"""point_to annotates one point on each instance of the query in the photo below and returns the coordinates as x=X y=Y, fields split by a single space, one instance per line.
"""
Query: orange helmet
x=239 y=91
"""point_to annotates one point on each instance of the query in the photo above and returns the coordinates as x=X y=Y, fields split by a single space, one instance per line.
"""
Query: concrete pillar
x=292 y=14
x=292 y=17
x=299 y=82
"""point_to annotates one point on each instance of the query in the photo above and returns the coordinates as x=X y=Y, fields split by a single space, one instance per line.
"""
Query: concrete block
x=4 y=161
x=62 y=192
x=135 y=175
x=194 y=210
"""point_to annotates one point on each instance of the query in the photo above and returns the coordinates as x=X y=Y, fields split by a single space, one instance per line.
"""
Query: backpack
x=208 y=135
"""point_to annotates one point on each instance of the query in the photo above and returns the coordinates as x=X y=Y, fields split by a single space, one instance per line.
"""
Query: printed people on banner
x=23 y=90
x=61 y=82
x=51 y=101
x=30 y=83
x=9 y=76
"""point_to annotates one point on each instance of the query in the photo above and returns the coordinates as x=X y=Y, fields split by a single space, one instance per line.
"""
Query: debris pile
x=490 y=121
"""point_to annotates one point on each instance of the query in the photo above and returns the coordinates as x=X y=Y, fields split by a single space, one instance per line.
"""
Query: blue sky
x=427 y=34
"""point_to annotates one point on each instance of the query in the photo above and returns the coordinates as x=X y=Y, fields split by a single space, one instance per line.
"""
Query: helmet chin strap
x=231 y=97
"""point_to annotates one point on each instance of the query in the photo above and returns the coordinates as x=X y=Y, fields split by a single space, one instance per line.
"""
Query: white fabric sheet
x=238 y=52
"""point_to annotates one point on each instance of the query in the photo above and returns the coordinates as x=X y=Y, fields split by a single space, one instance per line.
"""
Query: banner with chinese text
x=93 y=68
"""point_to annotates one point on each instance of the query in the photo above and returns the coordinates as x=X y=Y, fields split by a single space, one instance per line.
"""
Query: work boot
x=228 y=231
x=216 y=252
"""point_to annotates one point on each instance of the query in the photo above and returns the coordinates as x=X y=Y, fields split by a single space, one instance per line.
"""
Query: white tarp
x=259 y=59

Task objective. Every entry above must be reproduced exactly.

Response to the task.
"""point_to annotates one point on each instance of the query in the photo below and returns the coordinates as x=X y=Y, fields split by a single space, one instance per line.
"""
Query: orange helmet
x=239 y=91
"""point_to annotates one point on each instance of the query in the photo above and returns the coordinates as x=X y=Y, fields split by a single space, one instance per line.
"""
Query: concrete pillar
x=292 y=14
x=292 y=17
x=299 y=82
"""point_to annotates one point on each instance of the query in the photo above and returns the coordinates as x=X y=Y, fields split by a single space, one instance per line.
"""
Query: concrete block
x=4 y=161
x=62 y=192
x=135 y=175
x=194 y=210
"""point_to annotates one point on each instance of the query in the photo above and returns the coordinates as x=X y=Y, fields split by a single space, one instance per line.
"""
Query: backpack
x=208 y=135
"""point_to annotates one point on each instance of the query in the photo above and returns the coordinates as x=X y=Y, fields split by a single space, one instance per line.
"""
Query: printed people on banner
x=23 y=90
x=61 y=82
x=51 y=101
x=30 y=83
x=9 y=76
"""point_to annotates one point on each instance of the query in the photo above and returns the coordinates as x=X y=Y, fields split by a single space, one instance per line.
"""
Query: debris pile
x=490 y=121
"""point_to annotates one point on each instance of the query in the photo above and returns the coordinates as x=X y=Y, fields split by a single space, one instance per line.
"""
Query: blue sky
x=427 y=34
"""point_to annotates one point on each instance of the query in the photo above and returns the coordinates as x=X y=Y, fields split by a single space, one instance per line.
"""
Query: helmet chin strap
x=231 y=97
"""point_to annotates one point on each instance of the query in the photo above and returns the coordinates as x=X y=Y, fields split by a single space, one instance per line.
"""
Query: white fabric sheet
x=238 y=52
"""point_to annotates one point on each instance of the query in the photo above and returns the coordinates as x=X y=Y, fields split by a single space, one instance per line.
"""
Query: banner with chinese text
x=93 y=68
"""point_to annotates one point on each instance of the query in the photo above and returns the coordinates as x=X y=Y, fields split by a single space, one instance per line.
"""
Query: work boot
x=228 y=231
x=216 y=252
"""point_to annotates one point on each instance of the query in the photo above and returns the coordinates as x=X y=Y, fields split by a single space, one instance per line.
"""
Query: white tarp
x=259 y=59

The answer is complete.